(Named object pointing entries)
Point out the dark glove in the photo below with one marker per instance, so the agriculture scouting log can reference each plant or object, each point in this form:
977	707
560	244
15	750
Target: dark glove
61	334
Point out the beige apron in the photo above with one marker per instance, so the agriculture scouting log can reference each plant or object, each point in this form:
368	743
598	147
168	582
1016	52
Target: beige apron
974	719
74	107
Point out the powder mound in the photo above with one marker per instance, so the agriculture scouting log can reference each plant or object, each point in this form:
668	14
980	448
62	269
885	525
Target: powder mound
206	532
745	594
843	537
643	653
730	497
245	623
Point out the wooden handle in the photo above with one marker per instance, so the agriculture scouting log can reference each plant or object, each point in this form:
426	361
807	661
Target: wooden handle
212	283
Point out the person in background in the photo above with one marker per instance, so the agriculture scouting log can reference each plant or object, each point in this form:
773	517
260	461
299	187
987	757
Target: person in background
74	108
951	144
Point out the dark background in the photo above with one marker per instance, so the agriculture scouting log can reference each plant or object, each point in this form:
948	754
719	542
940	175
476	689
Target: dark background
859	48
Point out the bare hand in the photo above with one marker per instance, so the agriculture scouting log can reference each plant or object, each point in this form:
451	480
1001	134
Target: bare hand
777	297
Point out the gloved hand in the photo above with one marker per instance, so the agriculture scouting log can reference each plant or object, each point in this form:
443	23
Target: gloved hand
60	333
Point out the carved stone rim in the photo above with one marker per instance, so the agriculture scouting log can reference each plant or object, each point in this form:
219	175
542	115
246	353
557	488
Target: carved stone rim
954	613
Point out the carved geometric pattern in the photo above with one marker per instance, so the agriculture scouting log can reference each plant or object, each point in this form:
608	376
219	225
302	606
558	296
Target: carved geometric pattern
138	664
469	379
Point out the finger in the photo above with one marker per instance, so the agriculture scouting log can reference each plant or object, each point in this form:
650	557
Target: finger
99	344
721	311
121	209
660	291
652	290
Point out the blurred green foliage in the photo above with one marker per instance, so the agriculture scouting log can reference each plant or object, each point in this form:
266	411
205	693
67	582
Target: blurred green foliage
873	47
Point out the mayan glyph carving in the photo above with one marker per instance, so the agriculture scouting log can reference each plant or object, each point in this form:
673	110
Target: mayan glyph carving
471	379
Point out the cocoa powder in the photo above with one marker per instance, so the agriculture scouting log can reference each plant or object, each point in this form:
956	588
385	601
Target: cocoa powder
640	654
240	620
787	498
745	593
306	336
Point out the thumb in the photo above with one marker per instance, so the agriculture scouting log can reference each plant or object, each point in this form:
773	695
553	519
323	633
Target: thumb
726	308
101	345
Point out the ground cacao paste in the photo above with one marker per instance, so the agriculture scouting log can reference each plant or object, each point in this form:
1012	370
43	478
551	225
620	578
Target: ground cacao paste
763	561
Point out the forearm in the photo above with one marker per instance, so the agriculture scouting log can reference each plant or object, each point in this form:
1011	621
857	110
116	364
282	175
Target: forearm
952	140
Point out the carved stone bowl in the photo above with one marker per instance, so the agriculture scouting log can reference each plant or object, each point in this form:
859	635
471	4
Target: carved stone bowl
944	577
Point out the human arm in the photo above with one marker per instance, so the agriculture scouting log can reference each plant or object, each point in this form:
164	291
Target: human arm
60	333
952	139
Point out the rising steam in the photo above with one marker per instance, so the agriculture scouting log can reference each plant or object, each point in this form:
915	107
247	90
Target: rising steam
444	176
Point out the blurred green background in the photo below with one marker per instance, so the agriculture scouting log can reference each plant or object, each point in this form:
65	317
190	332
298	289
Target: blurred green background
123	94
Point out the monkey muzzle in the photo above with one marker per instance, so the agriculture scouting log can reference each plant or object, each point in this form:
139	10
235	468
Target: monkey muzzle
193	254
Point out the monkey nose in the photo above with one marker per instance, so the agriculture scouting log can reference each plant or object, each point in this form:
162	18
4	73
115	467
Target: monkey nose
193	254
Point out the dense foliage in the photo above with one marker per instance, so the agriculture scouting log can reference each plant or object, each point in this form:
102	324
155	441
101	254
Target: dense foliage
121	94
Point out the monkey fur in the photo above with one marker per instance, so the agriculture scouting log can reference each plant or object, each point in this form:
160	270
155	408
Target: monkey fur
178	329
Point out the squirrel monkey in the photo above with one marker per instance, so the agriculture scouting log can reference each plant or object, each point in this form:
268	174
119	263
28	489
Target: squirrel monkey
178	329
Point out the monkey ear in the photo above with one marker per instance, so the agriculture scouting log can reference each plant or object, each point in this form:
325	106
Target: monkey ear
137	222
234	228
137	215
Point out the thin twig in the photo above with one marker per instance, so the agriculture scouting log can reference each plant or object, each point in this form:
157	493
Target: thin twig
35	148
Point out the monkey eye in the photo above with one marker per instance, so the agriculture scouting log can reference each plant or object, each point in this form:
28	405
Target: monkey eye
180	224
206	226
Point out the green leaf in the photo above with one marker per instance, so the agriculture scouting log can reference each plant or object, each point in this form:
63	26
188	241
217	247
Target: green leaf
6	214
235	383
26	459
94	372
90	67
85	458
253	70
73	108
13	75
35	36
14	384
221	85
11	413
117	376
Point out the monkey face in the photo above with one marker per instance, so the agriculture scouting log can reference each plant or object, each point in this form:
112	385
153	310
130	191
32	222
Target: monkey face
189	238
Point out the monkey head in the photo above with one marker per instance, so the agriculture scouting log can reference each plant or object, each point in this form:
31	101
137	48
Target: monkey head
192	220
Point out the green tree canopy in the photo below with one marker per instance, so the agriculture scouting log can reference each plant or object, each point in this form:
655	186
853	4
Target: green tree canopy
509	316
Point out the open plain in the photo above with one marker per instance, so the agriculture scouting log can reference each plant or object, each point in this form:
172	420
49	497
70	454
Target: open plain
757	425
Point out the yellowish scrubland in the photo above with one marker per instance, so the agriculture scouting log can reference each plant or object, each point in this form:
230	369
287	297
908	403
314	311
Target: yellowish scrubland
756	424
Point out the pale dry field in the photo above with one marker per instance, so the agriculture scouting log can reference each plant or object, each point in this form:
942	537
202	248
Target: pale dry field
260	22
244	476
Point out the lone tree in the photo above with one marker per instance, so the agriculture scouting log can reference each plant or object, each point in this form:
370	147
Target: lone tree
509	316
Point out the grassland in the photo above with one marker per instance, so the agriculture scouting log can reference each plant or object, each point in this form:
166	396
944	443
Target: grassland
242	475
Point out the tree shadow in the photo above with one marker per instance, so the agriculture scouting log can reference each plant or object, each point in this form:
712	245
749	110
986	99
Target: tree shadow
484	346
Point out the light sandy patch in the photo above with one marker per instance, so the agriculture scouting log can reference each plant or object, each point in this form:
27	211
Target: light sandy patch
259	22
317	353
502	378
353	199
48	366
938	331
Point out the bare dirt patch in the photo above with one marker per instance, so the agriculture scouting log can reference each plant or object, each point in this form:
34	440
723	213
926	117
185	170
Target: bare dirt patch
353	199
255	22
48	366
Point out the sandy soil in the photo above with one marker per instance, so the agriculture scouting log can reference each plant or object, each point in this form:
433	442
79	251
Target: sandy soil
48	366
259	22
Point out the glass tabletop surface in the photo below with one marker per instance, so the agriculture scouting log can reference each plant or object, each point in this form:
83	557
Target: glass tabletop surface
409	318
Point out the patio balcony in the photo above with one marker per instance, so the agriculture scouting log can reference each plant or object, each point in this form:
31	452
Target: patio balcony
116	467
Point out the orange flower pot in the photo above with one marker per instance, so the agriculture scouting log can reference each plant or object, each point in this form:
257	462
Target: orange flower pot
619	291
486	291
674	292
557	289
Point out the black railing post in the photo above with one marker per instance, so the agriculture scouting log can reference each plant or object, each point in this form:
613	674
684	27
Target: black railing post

◆ Task prompt ◆
Retype each record exactly, leaving nothing out.

◆ Response to the exercise ◆
Point out the dark glove in the photo below with one marker per instance, so the agriculture scouting log can reference each plant or object, each point in this form:
977	707
560	244
15	750
Target: dark glove
61	334
Point out the beige apron in the photo above with one marker per instance, so the agriculture scouting log can reference each plant or object, each point in this form:
368	743
598	147
168	582
1016	52
Target: beige apron
974	719
74	107
Point out the powder mound in the photo above with one marker per instance, so the agriculture scouting log can reference each plant or object, each point in this form:
668	14
980	448
62	269
885	525
Target: powder mound
206	532
745	594
843	537
643	653
730	497
245	623
Point out the wooden handle in the photo above with one marker per instance, so the agriculture scouting log can reference each plant or object, each point in this form:
426	361
807	661
Target: wooden handle
212	283
Point out the person in background in the photo above with one marker per instance, so the agriculture scouting log can reference each plant or object, each point in this form:
773	517
260	461
299	187
987	757
Target: person in background
74	108
951	144
Point out the dark background in the photo above with one marker per instance, so the agriculture scouting log can reference each plant or object, each point in this form:
948	754
719	542
940	175
476	689
Target: dark background
859	48
Point out the bare hand in the photo above with one marker per instance, so the agriculture scouting log can reference each plant or object, each point in this form:
451	480
1001	134
Target: bare hand
777	297
Point out the gloved hand in the photo above with one marker per instance, so the agriculture scouting log can reference each plant or object, each point in this form:
443	23
Target: gloved hand
60	333
Point out the carved stone rim in the photo above with one marker per instance, so the agriculture scouting log can reference each plant or object, each point in this form:
219	175
542	115
246	353
557	488
Target: carved stone rim
954	613
Point out the carved geometric pattern in the photo above with one marker per instance, so the agriculture scouting log can reference each plant or object, each point in this form:
608	376
219	225
302	606
558	296
Target: carved geometric pattern
138	664
469	379
Point out the finger in the photo above with one marker per instance, so the agriculture scouting log can reference each plant or object, each point in this form:
650	557
Target: finger
99	344
721	311
121	209
660	291
652	290
Point out the blurred green foliage in the photo above with one marker per instance, so the agriculture scouting log can reference each plant or object, each point in this form:
266	411
205	693
67	582
Target: blurred green foliage
873	47
Point out the mayan glyph carving in the photo above with one marker per instance, so the agriculture scouting log can reference each plant or object, each point in this form:
673	110
Target: mayan glyph carving
471	379
Point out the cocoa powder in the photo above with one marker per instance, so the agriculture scouting log can reference each plant or object, each point in this form:
956	588
385	601
Target: cocoa powder
640	654
240	620
787	498
745	593
306	336
Point out the thumb in the photo above with one marker per instance, so the agriculture scouting log can reference each plant or object, each point in this form:
773	695
553	519
323	633
Target: thumb
726	308
101	345
Point out the ground cacao paste in the photo above with one marker per instance, so the agriculture scouting log can reference each plant or object, each point in this form:
1012	370
43	478
551	225
620	578
Target: ground cacao paste
763	561
Point out the forearm in the photo above with one marker per instance, so the agriculture scouting log can reference each plant or object, each point in this form:
1011	621
857	110
116	364
282	175
Target: forearm
952	140
Point out the carved stone bowl in the photo above with one marker per instance, so the agriculture scouting log can reference each plant or object, each point in this form:
859	635
471	4
Target: carved stone bowl
944	577
Point out the human arm in the photo above with one marker per instance, so the agriculture scouting log can reference each plant or object, each point in this form:
164	291
Target: human arm
60	333
952	139
Point out the rising steam in the photo above with one marker per instance, so the agriculture scouting log can reference each plant or object, each point in this form:
915	107
247	90
Target: rising steam
444	176
Point out the blurred green background in the photo below with one marker per instance, so the agriculture scouting log can reference each plant or object, each point in this form:
65	317
190	332
298	289
Target: blurred green background
123	94
Point out the monkey muzzle in the photo above with one marker per instance, so the agriculture scouting log can reference each plant or object, each point in this form:
139	10
235	468
Target: monkey muzzle
193	254
Point out the monkey nose in the photo above with one marker per instance, so the agriculture scouting log can reference each plant or object, each point in this form:
162	18
4	73
115	467
Target: monkey nose
193	254
Point out the dense foliage in the photo above with one marker per instance, so the agriculture scouting log can reference each plant or object, each point in this form:
102	324
155	441
101	254
Target: dense foliage
121	94
Point out the monkey fur in the photo above with one marker per instance, so the agriculture scouting log can reference each plant or object, each point in this form:
160	270
155	408
Target: monkey fur
178	329
Point out the squirrel monkey in the photo above with one marker per instance, so the agriculture scouting log can reference each plant or object, each point in this form:
268	174
119	263
28	489
Target: squirrel monkey
178	329
Point out the monkey ear in the photo above with one marker per instance, so the agriculture scouting log can reference each plant or object, each point in this form:
325	106
Target: monkey ear
137	222
234	228
137	215
Point out the thin twig in the photo above with one marker per instance, so the agriculture scouting log can reference each plant or object, each point in this form:
157	493
Target: thin twig
35	148
Point out the monkey eye in the photo above with one marker per instance, so the agriculture scouting log can reference each plant or object, each point in this form:
28	405
Target: monkey eye
180	224
206	226
Point out the green leaf in the photo above with one marker per instance, so the agriculture scouting log can reference each plant or object, each point in this form:
63	26
188	241
217	247
Target: green leaf
6	214
235	383
26	459
94	372
90	67
85	458
253	70
73	108
13	75
35	36
14	384
221	85
11	413
117	376
Point out the monkey face in the photo above with one marker per instance, so the agriculture scouting log can reference each plant or object, each point in this form:
112	385
153	310
130	191
32	222
Target: monkey face
189	238
Point out the monkey head in the photo above with one marker per instance, so the agriculture scouting log can reference each plant or object, each point in this form:
31	101
137	48
Target: monkey head
192	220
Point out the green tree canopy in the photo below with one marker per instance, so the agriculture scouting log can reference each plant or object, each point in this form:
655	186
853	4
Target: green tree canopy
509	316
Point out the open plain in the photo above with one marker per instance, so the agriculture scouting log can reference each plant or object, each point in this form:
172	420
49	497
70	454
Target: open plain
757	425
Point out the yellowish scrubland in the photo above with one marker per instance, so the agriculture scouting log can reference each plant or object, each point in this form:
230	369
287	297
908	403
314	311
Target: yellowish scrubland
756	424
Point out the pale dry field in the photo above with one marker per instance, so the agriculture scouting log can reference each plant or object, each point in this form:
942	537
202	248
Target: pale dry field
260	22
244	476
Point out the lone tree in the photo above with one marker per instance, so the agriculture scouting log can reference each plant or object, each point in this form:
370	147
Target: lone tree
509	316
Point out the grassland in the photo above with one marker per instance, so the agriculture scouting log can reference each plant or object, each point in this form:
166	396
944	443
Target: grassland
242	475
Point out the tree shadow in the photo above with one marker per instance, so the agriculture scouting log can reference each plant or object, each point in this form:
712	245
749	110
986	99
Target: tree shadow
484	346
Point out the light sandy patch in the photo above with one marker per instance, so the agriculture scouting log can reference each plant or object, each point in this form:
27	211
Target: light sandy patch
259	22
317	353
502	378
353	199
48	366
938	331
Point out the bare dirt patch in the photo above with one marker per instance, so the agriculture scouting log can reference each plant or object, each point in this form:
34	440
723	213
926	117
185	170
Target: bare dirt patch
353	199
255	22
48	366
Point out the sandy soil in the photo above with one marker per instance, so the agriculture scouting log can reference each plant or object, each point in this form:
433	442
79	251
Target: sandy soil
48	366
259	22
Point out the glass tabletop surface in the photo below with one marker per instance, so the agriculture scouting log can reference each plant or object, each point in this form:
83	557
Target: glass tabletop surface
409	318
Point out the patio balcony in the photo above with one marker per instance, so the agriculture scouting log can reference each plant or object, each point in this form:
31	452
Target: patio balcony
116	467
Point out the orange flower pot in the photo above with one marker per instance, so the agriculture scouting log can reference each plant or object, each point in this form:
257	462
Target: orange flower pot
619	291
486	291
674	292
557	289
Point out the black railing post in the photo above with one marker per instance, so the agriculture scouting log can reference each plant or object, each point in this form:
613	674
684	27
Target: black railing post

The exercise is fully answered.